▶

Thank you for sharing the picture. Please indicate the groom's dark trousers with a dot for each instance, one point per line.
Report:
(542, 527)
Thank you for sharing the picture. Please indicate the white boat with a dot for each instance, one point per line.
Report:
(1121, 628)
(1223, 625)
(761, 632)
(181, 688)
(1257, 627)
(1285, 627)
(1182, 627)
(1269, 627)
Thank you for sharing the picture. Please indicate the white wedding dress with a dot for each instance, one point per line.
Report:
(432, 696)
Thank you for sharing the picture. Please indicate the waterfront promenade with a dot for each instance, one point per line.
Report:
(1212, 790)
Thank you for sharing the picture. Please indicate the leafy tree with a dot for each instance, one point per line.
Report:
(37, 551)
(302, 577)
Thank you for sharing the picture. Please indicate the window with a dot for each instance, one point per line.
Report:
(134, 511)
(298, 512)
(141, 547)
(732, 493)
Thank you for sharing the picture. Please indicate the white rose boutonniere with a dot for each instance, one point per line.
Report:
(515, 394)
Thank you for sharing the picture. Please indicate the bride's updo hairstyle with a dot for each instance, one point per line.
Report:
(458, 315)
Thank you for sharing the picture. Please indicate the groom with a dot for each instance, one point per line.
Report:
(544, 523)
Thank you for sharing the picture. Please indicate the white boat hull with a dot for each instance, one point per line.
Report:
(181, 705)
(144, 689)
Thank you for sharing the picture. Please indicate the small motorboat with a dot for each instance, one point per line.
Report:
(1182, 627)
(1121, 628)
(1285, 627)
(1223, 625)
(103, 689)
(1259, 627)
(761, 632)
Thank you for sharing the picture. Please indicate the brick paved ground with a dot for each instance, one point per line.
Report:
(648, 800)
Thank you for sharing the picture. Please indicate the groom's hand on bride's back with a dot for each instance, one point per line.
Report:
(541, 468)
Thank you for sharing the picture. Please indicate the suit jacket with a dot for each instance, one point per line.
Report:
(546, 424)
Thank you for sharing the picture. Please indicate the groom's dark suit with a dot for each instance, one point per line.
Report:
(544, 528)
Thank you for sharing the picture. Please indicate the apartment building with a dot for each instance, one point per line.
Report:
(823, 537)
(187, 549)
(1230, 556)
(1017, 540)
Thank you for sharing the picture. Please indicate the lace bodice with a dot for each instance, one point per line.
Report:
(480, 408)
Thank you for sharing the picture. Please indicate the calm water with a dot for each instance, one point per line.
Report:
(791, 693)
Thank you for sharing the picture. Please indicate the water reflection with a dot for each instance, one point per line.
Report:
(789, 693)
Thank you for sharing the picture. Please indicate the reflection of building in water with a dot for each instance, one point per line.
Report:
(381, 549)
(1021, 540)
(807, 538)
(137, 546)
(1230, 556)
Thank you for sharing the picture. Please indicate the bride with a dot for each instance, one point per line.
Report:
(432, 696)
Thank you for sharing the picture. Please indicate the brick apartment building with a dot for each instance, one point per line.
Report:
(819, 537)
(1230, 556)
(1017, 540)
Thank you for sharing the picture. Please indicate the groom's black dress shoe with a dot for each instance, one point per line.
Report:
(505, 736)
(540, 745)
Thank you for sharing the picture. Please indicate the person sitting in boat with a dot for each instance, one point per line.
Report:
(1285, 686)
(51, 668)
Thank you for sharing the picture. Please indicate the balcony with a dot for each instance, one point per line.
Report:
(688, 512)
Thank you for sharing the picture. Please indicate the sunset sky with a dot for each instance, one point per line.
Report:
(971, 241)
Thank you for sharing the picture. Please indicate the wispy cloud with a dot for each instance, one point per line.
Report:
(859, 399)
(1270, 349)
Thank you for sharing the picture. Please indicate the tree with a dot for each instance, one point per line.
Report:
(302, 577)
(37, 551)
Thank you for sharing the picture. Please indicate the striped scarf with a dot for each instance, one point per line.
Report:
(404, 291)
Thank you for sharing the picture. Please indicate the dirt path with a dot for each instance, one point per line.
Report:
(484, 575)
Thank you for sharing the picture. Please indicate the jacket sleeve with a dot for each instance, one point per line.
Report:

◀

* **TASK TO CARRY OUT**
Retype the listing from above, matching it exactly.

* **OUTPUT**
Thank you for sharing the picture. Please indicate the groom's dark trousers with a dot for each instance, one point per line.
Report:
(542, 527)
Thank you for sharing the picture. Please indicate the white boat with a dot for each instance, one point per line.
Report:
(1121, 628)
(1223, 625)
(761, 632)
(181, 688)
(1257, 627)
(1285, 627)
(1182, 627)
(1269, 627)
Thank you for sharing the picture. Please indicate the white wedding dress with a dot for each instance, one point per line.
Report:
(432, 696)
Thank you for sharing the picture. Please indicate the waterfront promenade with a dot for each instance, one point per line.
Report:
(1212, 790)
Thank you for sharing the picture. Please indicate the leafy tree with a dot for each instance, one point per line.
Report:
(37, 551)
(302, 577)
Thank you for sharing the picture. Please indicate the window with a dot for each instance, one point per line.
Report:
(134, 511)
(298, 512)
(141, 547)
(732, 493)
Thank you for sharing the picture. Please indicate the white rose boutonniere with a dot for each instance, one point per line.
Report:
(515, 394)
Thank you for sharing the picture. Please indicate the bride's updo hairstyle with a dot for each instance, one point per line.
Report:
(458, 315)
Thank you for sharing the picture. Please indicate the groom with a dot for each instance, one point per line.
Report:
(544, 523)
Thank you for sharing the picture. Please indicate the white boat hull with a dot for each instance, one point per line.
Report:
(181, 705)
(144, 689)
Thank you for sharing the picture. Please indicate the small motorboat with a dot for each instance, one point per line.
Report:
(1182, 627)
(1121, 628)
(1285, 627)
(1223, 625)
(103, 689)
(1259, 627)
(761, 632)
Thank you for sharing the picture. Please indicate the brick paved ground with a dot for each instance, one point per line.
Report:
(648, 800)
Thank you for sharing the picture. Please indicate the groom's hand on bride's back with a dot for each instance, one point per line.
Report:
(541, 468)
Thank you for sharing the picture. Please indicate the suit jacket with a dot for each instance, one point per line.
Report:
(546, 424)
Thank you for sharing the picture. Please indicate the groom's dark suit with a dot for each instance, one point per line.
Report:
(544, 528)
Thank you for sharing the picture. Please indicate the apartment building with a dot for each instance, one point per line.
Report:
(823, 537)
(187, 549)
(1230, 556)
(1017, 540)
Thank you for sharing the picture. Please indicate the lace bodice with a dot for each instance, one point per line.
Report:
(480, 408)
Thank you for sharing the picture. Please indicate the calm water with a dot for each instance, one point per line.
Report:
(791, 693)
Thank you for sharing the picture. Please indicate the water reflection with a dot for each instance, one point per line.
Report:
(789, 693)
Thank you for sharing the picture. Please indicate the reflection of building in water with a dot for each instance, one point per line.
Report:
(381, 549)
(1021, 540)
(807, 538)
(137, 546)
(1230, 556)
Thank you for sharing the picture. Please indicate the bride with a dot for each instance, one point per line.
Report:
(432, 696)
Thank you for sharing the picture. Please indicate the brick apartment building with a dot for each instance, one point per line.
Report:
(819, 537)
(1230, 556)
(1017, 540)
Thank you for sharing the picture. Please indicate the groom's black dress shoe with a dot for each instance, one point per line.
Report:
(505, 736)
(540, 745)
Thank you for sharing the picture. Please indicate the person sitting in boat with a dot for each instance, one point per line.
Report:
(1285, 686)
(51, 668)
Thank you for sharing the picture. Please indicate the balcony with a dot for each instance, one point per line.
Report:
(688, 512)
Thank you for sharing the picture. Please indicate the sunset sky with a dot for each instance, one point per line.
Report:
(971, 241)
Thank you for sharing the picture. Please indicate the wispy cloud with a dot for each instance, one point per line.
Report:
(859, 399)
(1270, 349)
Thank you for sharing the picture. Please indicate the tree with a dot for each instance, one point per line.
Report:
(302, 577)
(37, 551)
Thank you for sharing the picture. Please indicate the striped scarf with a dot for each instance, one point per line.
Report:
(404, 291)
Thank you for sharing the picture. Please indicate the dirt path with a dot for each instance, one point per line.
Report:
(484, 575)
Thank you for sharing the picture. Please indicate the jacket sleeve with a dot for each instance, one point per line.
Report:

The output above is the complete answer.